WHAT YOU NEED TO DO
Can you present every line of the data below as a Markdown table with the columns Row and Line, skipping any blank lines?

(Data from a pointing dataset)

## Start

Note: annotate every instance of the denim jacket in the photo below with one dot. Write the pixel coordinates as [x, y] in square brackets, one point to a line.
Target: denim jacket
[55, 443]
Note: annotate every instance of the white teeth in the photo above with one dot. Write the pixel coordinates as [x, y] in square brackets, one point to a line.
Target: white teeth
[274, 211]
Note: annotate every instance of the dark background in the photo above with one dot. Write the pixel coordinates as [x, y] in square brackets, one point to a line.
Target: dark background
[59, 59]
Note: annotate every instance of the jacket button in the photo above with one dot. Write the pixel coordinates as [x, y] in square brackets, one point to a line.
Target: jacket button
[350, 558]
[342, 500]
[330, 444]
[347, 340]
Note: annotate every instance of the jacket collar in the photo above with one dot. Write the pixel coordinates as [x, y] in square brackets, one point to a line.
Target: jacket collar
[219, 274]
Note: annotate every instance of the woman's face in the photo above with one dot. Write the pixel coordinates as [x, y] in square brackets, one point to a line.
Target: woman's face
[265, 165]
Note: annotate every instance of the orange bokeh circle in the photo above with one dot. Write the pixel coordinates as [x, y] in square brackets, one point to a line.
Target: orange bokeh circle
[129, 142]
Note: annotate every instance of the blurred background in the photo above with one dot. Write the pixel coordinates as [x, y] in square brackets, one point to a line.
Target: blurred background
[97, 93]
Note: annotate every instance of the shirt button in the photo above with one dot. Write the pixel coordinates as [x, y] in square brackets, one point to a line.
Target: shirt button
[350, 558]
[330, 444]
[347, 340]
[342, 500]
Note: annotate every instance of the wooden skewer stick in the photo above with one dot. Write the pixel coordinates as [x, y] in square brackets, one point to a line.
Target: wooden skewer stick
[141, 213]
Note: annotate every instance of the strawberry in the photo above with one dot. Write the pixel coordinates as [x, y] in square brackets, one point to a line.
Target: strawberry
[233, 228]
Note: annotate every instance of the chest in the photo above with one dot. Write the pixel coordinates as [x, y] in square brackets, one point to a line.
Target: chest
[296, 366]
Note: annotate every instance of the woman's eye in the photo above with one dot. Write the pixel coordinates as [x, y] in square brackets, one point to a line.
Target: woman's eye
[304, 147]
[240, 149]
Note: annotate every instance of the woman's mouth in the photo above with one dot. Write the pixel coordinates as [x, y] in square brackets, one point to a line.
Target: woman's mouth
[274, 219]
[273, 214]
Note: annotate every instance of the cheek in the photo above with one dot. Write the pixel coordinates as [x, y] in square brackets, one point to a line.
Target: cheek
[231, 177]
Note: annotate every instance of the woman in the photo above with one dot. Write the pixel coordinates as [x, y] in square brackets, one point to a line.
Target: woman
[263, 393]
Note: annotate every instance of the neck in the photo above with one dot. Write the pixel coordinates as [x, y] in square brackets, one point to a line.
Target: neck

## End

RESPONSE FOR THIS EXERCISE
| Row | Line |
|---|---|
| 1 | Note: annotate every instance of the denim jacket in the photo below with one dot. Write the pixel coordinates as [x, y] in square brackets, one point to a line. |
| 2 | Target: denim jacket |
| 3 | [55, 443] |
| 4 | Note: annotate every instance of the white teeth in the photo above with one dot. Write the pixel coordinates as [x, y] in square brackets, one point to a line. |
| 5 | Target: white teeth |
| 6 | [274, 211] |
| 7 | Note: annotate every instance of the dark background in the photo above with one dot. Write the pixel coordinates as [x, y] in square brackets, one point to a line. |
| 8 | Target: dark background |
| 9 | [59, 59] |
| 10 | Note: annotate every instance of the jacket button in the photo above with one dot. Write the pixel coordinates as [x, y] in square brackets, one point to a line. |
| 11 | Target: jacket button |
| 12 | [350, 558] |
| 13 | [342, 500] |
| 14 | [330, 444] |
| 15 | [347, 340] |
| 16 | Note: annotate every instance of the jacket collar in the photo above with one dot. Write the pixel coordinates as [x, y] in square brackets, one point to a line. |
| 17 | Target: jacket collar |
| 18 | [219, 274] |
| 19 | Note: annotate every instance of the woman's face in the photo above with one dot. Write the pixel coordinates as [x, y] in square brackets, one point to a line. |
| 20 | Target: woman's face |
| 21 | [265, 165] |
| 22 | Note: annotate every instance of the orange bokeh circle in the photo above with one dot. Write the pixel coordinates as [x, y] in square brackets, one point to a line. |
| 23 | Target: orange bokeh circle |
| 24 | [129, 142] |
| 25 | Note: annotate every instance of the blurred background in the photo above with one dot. Write the pixel coordinates as [x, y] in square brackets, one point to a line. |
| 26 | Target: blurred background |
| 27 | [97, 93] |
| 28 | Note: annotate every instance of the shirt button in the photo above with one dot. Write the pixel coordinates as [x, y] in square brackets, one point to a line. |
| 29 | Target: shirt button |
| 30 | [350, 558] |
| 31 | [330, 444] |
| 32 | [347, 340] |
| 33 | [342, 500] |
| 34 | Note: annotate every instance of the wooden skewer stick in the photo above with one dot. Write the pixel coordinates as [x, y] in square brackets, one point to a line. |
| 35 | Target: wooden skewer stick |
| 36 | [141, 213] |
| 37 | Note: annotate every instance of the strawberry in the photo above with one dot. Write the pixel coordinates as [x, y] in square brackets, one point to a line. |
| 38 | Target: strawberry |
| 39 | [233, 228] |
| 40 | Note: annotate every instance of the chest in the photo above with one dot. Write the pixel coordinates as [x, y] in square brackets, one point to a line. |
| 41 | Target: chest |
| 42 | [296, 366] |
| 43 | Note: annotate every instance of the woman's eye in the photo above with one dot. Write the pixel coordinates as [x, y] in square brackets, one point to a line. |
| 44 | Target: woman's eye |
| 45 | [304, 147] |
| 46 | [240, 149] |
| 47 | Note: annotate every instance of the woman's mouth in the photo above with one dot. Write the pixel coordinates as [x, y] in square brackets, one point to a line. |
| 48 | Target: woman's mouth |
| 49 | [274, 219] |
| 50 | [273, 214] |
| 51 | Note: annotate every instance of the cheek in the photo above with one dot. Write the pixel coordinates as [x, y] in square brackets, one point to a line. |
| 52 | Target: cheek |
| 53 | [231, 177] |
| 54 | Note: annotate every instance of the woman in the photo above with one dot. Write the pixel coordinates as [x, y] in square brackets, one point to a line. |
| 55 | Target: woman |
| 56 | [263, 393] |
| 57 | Note: annotate every instance of the neck in the photo above with one dot. Write the pixel coordinates as [x, y] in square brackets, one point to a line. |
| 58 | Target: neck |